Please pick out every line of the entries below that contains the word "green" and copy those lines.
=-=-=
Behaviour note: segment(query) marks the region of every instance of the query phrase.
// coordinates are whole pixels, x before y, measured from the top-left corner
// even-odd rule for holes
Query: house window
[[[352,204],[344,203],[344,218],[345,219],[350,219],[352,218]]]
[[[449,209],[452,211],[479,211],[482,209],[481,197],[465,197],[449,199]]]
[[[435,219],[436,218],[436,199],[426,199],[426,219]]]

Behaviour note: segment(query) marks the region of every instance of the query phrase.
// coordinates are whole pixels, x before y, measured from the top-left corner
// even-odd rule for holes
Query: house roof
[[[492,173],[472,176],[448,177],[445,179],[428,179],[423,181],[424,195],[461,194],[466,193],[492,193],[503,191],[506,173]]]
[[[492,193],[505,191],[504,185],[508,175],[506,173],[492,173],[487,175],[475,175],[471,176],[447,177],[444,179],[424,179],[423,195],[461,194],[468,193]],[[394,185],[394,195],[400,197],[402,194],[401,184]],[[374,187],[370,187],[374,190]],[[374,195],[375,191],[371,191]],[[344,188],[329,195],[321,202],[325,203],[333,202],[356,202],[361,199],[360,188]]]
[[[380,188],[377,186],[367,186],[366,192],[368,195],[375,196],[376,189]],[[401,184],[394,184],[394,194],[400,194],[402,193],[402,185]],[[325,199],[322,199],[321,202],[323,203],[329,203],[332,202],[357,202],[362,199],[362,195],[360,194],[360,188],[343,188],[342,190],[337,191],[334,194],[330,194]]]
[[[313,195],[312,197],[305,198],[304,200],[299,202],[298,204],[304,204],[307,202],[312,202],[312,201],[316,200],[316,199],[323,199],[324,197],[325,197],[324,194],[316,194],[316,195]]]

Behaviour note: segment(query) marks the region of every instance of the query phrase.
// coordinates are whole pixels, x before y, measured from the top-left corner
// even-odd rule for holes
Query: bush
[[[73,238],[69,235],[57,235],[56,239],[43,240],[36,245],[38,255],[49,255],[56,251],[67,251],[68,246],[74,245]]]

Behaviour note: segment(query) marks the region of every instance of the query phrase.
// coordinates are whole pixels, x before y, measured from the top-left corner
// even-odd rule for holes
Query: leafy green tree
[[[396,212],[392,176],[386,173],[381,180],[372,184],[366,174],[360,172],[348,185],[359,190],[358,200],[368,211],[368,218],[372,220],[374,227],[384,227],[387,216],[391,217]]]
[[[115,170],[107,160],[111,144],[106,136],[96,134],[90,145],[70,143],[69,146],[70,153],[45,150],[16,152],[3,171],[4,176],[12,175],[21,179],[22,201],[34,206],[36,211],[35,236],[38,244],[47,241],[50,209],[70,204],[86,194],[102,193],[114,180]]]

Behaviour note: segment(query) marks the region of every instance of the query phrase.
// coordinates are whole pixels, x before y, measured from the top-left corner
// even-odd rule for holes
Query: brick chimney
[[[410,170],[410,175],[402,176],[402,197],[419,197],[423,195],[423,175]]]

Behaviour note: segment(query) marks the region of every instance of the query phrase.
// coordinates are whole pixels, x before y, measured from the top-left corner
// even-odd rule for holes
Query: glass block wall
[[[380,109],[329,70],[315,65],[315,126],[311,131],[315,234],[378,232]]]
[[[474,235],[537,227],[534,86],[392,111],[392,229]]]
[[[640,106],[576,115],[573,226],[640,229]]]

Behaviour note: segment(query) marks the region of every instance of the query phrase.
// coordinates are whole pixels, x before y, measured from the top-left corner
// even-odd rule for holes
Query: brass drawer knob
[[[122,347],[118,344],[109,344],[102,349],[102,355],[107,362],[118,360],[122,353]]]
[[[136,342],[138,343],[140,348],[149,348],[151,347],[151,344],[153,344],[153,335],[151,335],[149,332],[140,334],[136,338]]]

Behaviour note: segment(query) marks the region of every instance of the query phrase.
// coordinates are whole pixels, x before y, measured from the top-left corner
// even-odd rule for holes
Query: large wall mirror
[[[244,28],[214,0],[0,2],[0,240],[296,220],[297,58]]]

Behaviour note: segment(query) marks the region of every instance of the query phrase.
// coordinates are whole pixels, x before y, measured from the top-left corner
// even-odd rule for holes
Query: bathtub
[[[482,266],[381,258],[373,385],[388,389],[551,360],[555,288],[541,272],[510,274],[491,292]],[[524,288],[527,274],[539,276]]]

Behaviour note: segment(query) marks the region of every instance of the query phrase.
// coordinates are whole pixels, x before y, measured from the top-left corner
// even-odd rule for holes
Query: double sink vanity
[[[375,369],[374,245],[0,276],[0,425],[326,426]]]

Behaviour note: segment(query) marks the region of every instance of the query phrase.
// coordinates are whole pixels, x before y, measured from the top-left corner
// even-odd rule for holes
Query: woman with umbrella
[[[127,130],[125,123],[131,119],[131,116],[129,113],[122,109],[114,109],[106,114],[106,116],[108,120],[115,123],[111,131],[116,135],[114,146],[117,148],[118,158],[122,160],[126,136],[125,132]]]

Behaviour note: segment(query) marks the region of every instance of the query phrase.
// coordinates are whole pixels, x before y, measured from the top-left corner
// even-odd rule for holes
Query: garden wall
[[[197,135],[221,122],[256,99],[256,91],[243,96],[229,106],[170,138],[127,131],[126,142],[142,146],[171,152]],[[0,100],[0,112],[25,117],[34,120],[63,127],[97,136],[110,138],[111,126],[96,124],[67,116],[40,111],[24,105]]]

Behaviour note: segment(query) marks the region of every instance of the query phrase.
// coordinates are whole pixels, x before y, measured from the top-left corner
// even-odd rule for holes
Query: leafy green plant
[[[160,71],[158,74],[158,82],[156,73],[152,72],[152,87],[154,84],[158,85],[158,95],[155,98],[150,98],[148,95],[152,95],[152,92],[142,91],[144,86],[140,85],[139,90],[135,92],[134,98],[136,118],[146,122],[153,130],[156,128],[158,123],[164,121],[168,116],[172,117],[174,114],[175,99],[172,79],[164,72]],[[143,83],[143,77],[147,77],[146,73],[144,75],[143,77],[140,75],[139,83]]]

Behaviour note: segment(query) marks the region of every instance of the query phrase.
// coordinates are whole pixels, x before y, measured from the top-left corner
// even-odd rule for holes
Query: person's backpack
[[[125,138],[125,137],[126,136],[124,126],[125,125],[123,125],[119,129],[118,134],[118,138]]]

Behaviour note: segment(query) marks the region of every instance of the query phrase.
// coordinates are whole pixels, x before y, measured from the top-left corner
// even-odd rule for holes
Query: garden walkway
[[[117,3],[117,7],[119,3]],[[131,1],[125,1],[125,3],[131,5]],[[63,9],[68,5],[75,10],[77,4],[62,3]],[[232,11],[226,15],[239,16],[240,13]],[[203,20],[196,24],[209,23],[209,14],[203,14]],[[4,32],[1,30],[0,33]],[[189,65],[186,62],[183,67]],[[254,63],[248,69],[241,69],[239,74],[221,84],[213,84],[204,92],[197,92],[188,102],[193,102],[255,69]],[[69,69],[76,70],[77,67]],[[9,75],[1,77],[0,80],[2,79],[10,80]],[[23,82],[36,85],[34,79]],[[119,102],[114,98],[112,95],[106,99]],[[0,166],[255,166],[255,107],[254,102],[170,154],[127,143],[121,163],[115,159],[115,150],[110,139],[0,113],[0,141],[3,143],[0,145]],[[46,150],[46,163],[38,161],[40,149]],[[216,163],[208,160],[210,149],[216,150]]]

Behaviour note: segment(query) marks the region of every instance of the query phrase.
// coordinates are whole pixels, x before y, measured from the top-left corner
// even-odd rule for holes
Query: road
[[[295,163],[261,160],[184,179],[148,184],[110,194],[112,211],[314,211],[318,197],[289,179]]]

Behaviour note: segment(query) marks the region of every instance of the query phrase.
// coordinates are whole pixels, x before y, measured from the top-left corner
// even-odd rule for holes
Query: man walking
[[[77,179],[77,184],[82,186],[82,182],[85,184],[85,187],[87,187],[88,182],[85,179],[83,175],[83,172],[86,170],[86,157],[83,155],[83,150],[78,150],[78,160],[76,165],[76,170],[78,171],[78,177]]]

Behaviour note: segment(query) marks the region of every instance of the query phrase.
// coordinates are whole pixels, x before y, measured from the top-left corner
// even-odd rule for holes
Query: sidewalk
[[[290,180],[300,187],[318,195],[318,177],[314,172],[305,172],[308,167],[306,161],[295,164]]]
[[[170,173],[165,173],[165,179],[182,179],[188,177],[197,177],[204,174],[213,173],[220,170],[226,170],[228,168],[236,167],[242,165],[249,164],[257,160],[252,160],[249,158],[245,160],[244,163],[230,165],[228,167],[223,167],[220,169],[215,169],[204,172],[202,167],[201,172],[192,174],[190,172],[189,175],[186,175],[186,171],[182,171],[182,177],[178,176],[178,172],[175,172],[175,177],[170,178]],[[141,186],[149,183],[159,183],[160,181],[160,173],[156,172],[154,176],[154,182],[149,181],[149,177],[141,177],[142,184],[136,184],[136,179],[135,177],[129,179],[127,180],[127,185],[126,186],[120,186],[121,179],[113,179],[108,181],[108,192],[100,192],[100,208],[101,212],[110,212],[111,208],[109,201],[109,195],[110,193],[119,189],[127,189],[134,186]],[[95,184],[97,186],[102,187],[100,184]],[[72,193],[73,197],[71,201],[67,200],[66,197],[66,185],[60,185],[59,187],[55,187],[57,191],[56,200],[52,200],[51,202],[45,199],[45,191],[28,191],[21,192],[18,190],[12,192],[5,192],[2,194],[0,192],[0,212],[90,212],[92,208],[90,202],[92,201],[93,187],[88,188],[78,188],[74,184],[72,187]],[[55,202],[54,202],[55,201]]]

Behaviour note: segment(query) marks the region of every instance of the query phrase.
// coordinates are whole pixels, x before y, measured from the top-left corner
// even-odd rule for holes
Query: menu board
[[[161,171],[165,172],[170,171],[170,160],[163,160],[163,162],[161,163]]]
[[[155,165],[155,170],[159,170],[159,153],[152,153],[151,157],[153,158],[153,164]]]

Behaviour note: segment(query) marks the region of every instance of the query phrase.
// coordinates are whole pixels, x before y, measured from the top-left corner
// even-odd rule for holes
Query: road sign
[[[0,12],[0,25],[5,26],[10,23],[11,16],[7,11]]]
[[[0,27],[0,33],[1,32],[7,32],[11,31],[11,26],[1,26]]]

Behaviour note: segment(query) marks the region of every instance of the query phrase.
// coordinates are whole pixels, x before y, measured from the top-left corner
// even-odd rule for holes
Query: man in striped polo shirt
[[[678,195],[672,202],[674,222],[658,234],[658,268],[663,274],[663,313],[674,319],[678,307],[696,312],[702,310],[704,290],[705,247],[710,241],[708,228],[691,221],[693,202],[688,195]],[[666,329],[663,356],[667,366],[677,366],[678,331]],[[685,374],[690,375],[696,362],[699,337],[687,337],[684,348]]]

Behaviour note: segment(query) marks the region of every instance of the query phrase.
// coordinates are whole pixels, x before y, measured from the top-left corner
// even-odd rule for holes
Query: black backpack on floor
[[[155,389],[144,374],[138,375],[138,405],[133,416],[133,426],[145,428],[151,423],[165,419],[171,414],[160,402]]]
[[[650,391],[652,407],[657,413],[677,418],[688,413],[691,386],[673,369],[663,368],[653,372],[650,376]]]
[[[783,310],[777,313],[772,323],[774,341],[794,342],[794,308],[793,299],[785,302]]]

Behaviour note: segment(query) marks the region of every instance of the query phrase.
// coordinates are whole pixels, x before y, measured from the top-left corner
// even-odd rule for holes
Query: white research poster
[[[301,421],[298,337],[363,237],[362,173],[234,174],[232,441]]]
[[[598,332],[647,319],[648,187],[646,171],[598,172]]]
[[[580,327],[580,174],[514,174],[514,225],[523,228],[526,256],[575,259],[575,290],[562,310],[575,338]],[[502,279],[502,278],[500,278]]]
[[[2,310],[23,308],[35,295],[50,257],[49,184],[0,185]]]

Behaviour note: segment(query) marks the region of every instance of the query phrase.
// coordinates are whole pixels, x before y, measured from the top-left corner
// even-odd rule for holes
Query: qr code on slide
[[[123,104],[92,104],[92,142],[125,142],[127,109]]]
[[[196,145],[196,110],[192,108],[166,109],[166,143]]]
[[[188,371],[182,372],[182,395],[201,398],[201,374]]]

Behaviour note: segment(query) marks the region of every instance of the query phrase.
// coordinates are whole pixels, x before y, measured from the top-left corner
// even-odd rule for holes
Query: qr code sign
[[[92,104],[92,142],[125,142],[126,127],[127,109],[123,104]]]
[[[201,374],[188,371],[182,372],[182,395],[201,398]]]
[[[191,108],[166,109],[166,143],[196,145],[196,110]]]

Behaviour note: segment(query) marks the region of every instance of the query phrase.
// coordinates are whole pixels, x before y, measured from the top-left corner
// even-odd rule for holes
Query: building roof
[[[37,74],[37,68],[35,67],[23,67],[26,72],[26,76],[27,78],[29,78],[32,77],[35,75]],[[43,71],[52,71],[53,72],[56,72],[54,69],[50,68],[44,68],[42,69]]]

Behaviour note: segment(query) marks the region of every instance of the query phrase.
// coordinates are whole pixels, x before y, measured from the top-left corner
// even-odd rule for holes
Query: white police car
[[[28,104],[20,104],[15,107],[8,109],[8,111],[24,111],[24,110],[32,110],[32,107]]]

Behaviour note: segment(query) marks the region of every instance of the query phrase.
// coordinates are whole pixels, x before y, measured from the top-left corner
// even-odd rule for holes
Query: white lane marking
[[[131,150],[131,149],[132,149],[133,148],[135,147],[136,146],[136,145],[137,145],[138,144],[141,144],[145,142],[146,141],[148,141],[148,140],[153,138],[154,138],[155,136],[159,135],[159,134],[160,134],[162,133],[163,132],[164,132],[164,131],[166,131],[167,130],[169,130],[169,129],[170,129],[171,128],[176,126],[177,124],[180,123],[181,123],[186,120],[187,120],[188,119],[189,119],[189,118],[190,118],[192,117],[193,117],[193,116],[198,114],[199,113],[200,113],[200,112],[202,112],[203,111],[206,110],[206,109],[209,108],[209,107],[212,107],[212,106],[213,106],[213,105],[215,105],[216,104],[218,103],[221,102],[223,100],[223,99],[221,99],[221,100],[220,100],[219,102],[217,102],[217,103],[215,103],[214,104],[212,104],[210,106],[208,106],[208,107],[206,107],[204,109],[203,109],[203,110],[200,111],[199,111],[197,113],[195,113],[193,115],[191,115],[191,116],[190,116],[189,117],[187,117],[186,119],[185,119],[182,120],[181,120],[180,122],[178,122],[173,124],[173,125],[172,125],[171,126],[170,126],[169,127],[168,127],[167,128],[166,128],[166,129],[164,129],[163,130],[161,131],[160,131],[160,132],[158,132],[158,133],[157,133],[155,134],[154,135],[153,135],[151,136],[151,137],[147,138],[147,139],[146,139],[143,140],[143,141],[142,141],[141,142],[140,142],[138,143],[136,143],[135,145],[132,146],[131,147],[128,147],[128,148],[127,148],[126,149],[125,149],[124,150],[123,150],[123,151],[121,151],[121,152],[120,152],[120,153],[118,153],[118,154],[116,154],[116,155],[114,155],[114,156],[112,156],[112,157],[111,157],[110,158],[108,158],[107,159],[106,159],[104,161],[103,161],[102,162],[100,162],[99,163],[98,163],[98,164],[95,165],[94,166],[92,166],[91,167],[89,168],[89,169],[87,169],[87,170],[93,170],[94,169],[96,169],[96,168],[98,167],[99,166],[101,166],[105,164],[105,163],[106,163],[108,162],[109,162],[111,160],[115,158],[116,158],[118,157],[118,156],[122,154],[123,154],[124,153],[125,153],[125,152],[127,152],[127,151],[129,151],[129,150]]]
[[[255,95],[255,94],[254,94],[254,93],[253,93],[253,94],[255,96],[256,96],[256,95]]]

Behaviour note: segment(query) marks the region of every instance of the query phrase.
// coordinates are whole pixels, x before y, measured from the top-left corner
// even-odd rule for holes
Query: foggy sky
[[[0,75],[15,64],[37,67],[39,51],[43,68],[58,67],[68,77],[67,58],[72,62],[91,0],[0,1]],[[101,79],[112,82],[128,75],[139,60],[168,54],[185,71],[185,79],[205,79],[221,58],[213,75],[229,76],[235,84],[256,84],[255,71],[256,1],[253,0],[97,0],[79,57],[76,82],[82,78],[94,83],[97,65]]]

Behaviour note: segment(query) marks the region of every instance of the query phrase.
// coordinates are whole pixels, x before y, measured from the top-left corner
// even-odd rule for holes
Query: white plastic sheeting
=-=-=
The completed task ::
Query: leafy green tree
Query: leafy green plant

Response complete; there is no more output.